— APLICAR A LEITURA —
1: Devolva, sem alterar nenhuma palavra, tudo o que vai desde "O Veda entende" até "nível de consciência." no trecho de origem.
2: Responda com base no trecho de origem:
(a) Como os católicos ainda se definem?
(b) Que frase os hindus entendem como uma mensagem de jñâna?
(c) Como o Veda descreve a consciência mais externa do homem?

— TRECHO DE ORIGEM —
☆ ☆ ☆

Teologia da missão e da jihad

Cada religião é moldada segunda as perguntas que faz e as respostas que seus líderes oferecem. Segundo Swarup, no Hinduísmo as perguntas fundamentais são perguntas do tipo 'O que é o real? Qual é o bem supremo? O que é o homem? Quais são suas raízes?', o autor observa que essas perguntas não eram fundamentais nas religiões proféticas. Elas não surgiam para responder as aspirações mais profundas do homem. As figuras características dessas religiões são dadas em função da teologia, da personalidade de certa divindade: o pregador e o jihadista. Essa figura não tem nada a aprender, só a impor. Ele se sente perdido se não realizar sua missão de converter. O tempo não mudou essa característica central nem no Cristianismo, nem no Islam. Os católicos se definem ainda como um povo "missionário por natureza".

Citações seletivas e apelo a analogias e alegorias

Swarup observa que os cristãos ao se direcionarem aos hindus, gostam de enfatizar trechos bíblicos que são excepcionais em sua práxis, como o famoso 'O reino dos céus está dentro de vós'. Os hindus, por gerações, acreditaram de boa vontade que, no fim das contas o Cristianismo tinha a mesma mensagem dos Upanishades, graças a essas citações seletivas.  Esses trechos contudo, devem ser entendidos dentro da tradição maior, e segundo sua importância dentro do panorama geral e da economia missionária cristã concreta. O mesmo se dá com frases como 'Eu e o Pai somos um', que os hindus entendem como uma mensagem de jñâna, mas que na verdade é uma declaração teológica que não se aplica propriamente às pessoas.

A espiritualidade hindu

O Veda entende o homem como tendo diversas camadas, indo das mais grosseiras às mais sutis, numa hierarquia de importância. Nas partes mais íntimas e profundas há um encontro com as leis universais, o ritmo, a yoga. A consciência mais externa do  homem é confusa e não pode oferecer respostas espirituais. Contudo, o Deus semítico não vem com o objetivo de revelar esses estados (que são descobertos só depois pela exegese filosófica e simbólica e através de procedimentos estranhos às próprias escrituras). As escrituras proféticas surgem para responder a questão 'O que é Deus?', contudo elas não entendem que o próprio conceito varia de acordo com o nível de consciência.

☆ ☆ ☆

[Registros de dados salvos]
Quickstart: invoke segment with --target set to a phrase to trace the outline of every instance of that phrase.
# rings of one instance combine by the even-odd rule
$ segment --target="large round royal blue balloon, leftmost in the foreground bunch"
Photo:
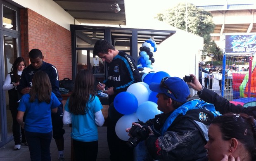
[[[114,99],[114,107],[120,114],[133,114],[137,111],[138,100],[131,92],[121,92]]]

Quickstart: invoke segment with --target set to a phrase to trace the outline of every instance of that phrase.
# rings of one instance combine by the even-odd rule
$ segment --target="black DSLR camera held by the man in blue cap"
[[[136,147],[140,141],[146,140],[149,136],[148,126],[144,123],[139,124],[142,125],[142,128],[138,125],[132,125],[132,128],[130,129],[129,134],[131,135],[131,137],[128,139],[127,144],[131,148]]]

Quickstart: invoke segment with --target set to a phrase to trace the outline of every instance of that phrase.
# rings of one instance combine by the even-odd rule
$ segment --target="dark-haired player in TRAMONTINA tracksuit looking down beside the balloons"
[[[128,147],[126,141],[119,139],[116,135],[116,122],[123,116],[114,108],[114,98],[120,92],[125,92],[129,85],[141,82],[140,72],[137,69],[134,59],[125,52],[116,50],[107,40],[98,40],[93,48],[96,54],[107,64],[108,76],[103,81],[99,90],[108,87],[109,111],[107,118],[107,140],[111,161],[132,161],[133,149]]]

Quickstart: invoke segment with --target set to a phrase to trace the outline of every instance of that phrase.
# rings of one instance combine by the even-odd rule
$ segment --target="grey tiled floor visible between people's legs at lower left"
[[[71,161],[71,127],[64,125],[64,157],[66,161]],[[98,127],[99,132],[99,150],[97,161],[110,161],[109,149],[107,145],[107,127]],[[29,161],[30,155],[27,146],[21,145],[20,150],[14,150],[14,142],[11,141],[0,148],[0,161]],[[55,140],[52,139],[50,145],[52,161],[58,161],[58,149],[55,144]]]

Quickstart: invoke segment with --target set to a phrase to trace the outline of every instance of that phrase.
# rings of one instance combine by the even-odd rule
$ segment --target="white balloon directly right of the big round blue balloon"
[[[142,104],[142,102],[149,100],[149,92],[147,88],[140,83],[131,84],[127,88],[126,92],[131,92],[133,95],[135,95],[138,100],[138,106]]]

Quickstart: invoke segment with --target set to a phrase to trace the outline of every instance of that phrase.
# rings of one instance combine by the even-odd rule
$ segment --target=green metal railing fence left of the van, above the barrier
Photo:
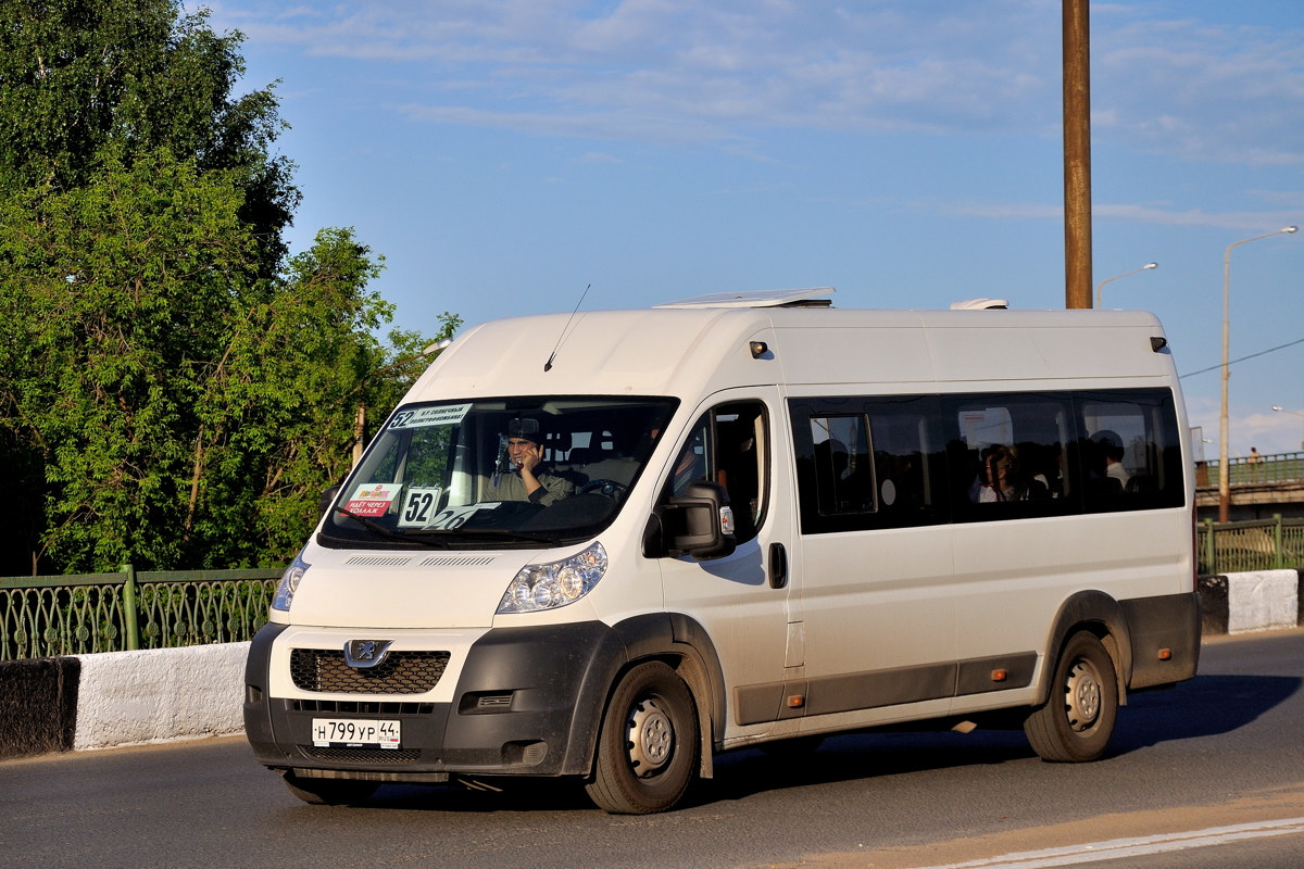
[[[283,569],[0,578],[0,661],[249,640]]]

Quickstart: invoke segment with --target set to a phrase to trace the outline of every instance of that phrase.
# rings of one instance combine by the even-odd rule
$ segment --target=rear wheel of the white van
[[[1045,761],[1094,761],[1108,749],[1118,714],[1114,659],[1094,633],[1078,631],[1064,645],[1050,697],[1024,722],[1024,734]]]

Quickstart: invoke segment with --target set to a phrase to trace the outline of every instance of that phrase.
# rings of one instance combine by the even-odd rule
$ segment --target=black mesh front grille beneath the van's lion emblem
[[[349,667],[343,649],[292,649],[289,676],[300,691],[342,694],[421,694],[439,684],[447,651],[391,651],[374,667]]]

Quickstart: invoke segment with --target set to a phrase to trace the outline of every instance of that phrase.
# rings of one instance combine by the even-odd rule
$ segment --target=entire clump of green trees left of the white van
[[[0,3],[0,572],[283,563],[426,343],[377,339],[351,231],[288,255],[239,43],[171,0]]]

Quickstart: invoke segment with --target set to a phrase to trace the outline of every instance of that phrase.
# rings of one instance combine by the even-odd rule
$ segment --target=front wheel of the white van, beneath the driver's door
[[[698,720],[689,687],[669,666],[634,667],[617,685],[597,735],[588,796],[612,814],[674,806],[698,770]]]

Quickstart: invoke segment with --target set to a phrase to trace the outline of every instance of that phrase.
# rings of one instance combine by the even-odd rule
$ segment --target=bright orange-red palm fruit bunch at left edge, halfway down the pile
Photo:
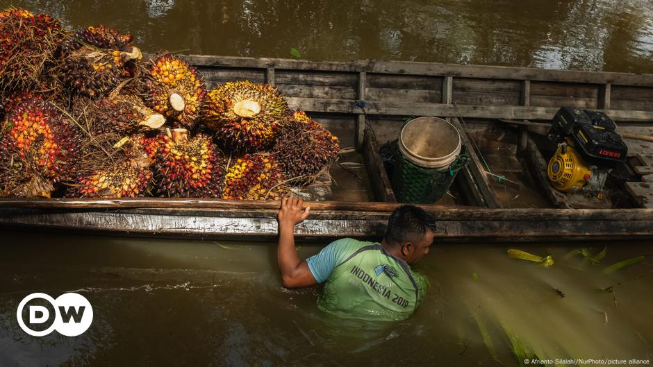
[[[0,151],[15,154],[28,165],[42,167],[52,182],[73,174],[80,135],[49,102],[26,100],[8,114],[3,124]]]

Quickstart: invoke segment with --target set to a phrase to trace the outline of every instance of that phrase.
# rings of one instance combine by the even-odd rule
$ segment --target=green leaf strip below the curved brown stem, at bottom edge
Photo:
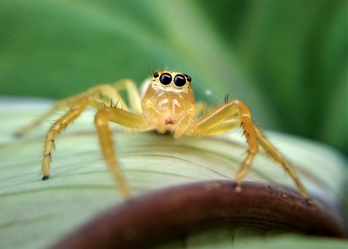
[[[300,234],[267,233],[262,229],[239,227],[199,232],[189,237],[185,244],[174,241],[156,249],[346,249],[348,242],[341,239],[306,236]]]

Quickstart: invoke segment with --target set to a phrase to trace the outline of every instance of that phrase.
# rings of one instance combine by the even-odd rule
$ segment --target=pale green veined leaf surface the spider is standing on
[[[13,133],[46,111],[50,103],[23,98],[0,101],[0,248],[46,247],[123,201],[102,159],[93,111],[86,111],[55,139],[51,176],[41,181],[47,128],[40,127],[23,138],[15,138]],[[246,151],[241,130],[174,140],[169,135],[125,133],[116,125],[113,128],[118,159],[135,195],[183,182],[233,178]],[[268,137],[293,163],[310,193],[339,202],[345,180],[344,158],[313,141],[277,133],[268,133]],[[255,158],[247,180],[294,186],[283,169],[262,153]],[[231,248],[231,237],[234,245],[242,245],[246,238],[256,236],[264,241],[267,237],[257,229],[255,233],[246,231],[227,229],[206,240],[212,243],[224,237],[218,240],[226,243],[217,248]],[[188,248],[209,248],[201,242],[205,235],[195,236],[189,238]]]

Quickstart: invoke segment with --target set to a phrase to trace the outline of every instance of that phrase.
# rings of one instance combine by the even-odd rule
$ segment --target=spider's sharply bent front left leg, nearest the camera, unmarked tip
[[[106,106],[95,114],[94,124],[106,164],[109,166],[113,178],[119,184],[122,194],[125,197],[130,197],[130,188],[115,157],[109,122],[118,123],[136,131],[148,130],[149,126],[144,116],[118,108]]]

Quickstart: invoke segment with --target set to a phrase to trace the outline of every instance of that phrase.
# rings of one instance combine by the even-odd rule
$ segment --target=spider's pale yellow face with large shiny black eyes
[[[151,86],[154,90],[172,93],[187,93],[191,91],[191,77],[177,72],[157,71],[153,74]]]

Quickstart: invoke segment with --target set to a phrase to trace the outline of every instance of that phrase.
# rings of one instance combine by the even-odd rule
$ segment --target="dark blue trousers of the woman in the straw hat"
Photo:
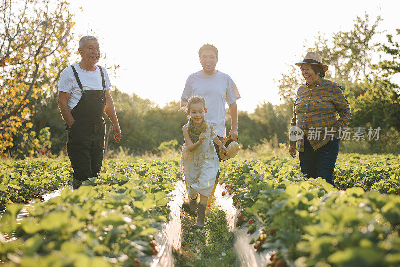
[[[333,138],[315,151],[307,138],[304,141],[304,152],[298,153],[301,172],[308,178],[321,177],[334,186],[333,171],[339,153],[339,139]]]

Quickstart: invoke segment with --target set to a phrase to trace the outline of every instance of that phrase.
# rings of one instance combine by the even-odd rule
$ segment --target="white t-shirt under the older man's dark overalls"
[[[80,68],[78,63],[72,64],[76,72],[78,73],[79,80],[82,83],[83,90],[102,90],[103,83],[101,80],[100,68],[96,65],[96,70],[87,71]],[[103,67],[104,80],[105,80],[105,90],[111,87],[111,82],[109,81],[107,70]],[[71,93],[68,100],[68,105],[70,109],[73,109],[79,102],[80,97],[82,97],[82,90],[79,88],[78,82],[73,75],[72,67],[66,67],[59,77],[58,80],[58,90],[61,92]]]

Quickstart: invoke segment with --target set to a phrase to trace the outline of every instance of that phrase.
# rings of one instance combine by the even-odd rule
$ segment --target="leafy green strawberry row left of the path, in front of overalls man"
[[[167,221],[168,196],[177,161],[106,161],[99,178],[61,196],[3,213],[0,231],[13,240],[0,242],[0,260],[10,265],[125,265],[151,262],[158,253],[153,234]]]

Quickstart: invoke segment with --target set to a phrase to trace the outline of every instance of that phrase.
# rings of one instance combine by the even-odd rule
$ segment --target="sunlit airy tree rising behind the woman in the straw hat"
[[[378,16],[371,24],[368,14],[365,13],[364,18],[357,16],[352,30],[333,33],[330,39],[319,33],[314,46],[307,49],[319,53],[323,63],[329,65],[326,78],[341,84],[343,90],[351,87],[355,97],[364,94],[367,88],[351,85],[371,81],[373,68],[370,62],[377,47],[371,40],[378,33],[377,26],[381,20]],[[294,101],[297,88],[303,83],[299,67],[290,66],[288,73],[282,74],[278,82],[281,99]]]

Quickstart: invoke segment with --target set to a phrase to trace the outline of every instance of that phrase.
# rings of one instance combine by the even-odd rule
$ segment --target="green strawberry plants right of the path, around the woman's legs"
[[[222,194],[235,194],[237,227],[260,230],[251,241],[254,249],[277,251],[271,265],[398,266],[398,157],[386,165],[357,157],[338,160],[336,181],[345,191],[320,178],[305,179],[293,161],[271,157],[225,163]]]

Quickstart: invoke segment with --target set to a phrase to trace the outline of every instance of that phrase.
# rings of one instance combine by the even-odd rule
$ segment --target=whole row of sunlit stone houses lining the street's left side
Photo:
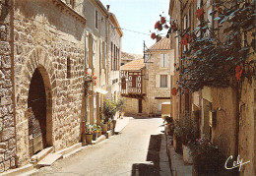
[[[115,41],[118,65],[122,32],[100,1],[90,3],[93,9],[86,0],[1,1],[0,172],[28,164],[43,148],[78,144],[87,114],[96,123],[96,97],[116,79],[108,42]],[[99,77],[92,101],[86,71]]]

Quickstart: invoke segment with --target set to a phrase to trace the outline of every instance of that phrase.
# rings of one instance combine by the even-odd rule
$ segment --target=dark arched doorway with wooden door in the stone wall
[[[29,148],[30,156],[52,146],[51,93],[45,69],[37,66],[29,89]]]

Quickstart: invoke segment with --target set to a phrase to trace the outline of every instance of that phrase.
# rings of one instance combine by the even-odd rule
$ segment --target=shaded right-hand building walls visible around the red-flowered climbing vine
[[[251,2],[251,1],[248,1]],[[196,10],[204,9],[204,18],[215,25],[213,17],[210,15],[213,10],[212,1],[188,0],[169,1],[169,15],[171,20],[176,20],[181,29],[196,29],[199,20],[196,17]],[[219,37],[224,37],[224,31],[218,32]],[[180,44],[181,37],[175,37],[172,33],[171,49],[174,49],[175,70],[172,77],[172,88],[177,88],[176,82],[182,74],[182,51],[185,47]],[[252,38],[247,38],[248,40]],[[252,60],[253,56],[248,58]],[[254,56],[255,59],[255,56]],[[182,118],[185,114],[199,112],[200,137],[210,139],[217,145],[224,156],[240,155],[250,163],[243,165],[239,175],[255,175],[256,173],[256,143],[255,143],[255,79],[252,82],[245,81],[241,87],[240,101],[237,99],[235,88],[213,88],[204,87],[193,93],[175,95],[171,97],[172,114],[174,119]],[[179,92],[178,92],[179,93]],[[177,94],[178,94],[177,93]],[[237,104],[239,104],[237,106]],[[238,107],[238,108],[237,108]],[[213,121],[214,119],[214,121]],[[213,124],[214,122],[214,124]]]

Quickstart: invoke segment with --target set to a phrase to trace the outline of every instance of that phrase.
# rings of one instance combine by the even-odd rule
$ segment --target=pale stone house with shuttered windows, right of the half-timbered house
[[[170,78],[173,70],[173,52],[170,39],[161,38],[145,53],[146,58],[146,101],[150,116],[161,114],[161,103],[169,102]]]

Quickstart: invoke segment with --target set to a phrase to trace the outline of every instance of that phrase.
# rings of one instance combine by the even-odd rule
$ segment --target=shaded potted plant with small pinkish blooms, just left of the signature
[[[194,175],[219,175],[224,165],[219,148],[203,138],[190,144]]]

☆ ☆ ☆

— RESPOSTAS POR TAREFA —
1:
O Veda entende o homem como tendo diversas camadas, indo das mais grosseiras às mais sutis, numa hierarquia de importância. Nas partes mais íntimas e profundas há um encontro com as leis universais, o ritmo, a yoga. A consciência mais externa do  homem é confusa e não pode oferecer respostas espirituais. Contudo, o Deus semítico não vem com o objetivo de revelar esses estados (que são descobertos só depois pela exegese filosófica e simbólica e através de procedimentos estranhos às próprias escrituras). As escrituras proféticas surgem para responder a questão 'O que é Deus?', contudo elas não entendem que o próprio conceito varia de acordo com o nível de consciência.

2:
(a) Como um povo "missionário por natureza".
(b) 'Eu e o Pai somos um'.
(c) Como confusa e incapaz de oferecer respostas espirituais.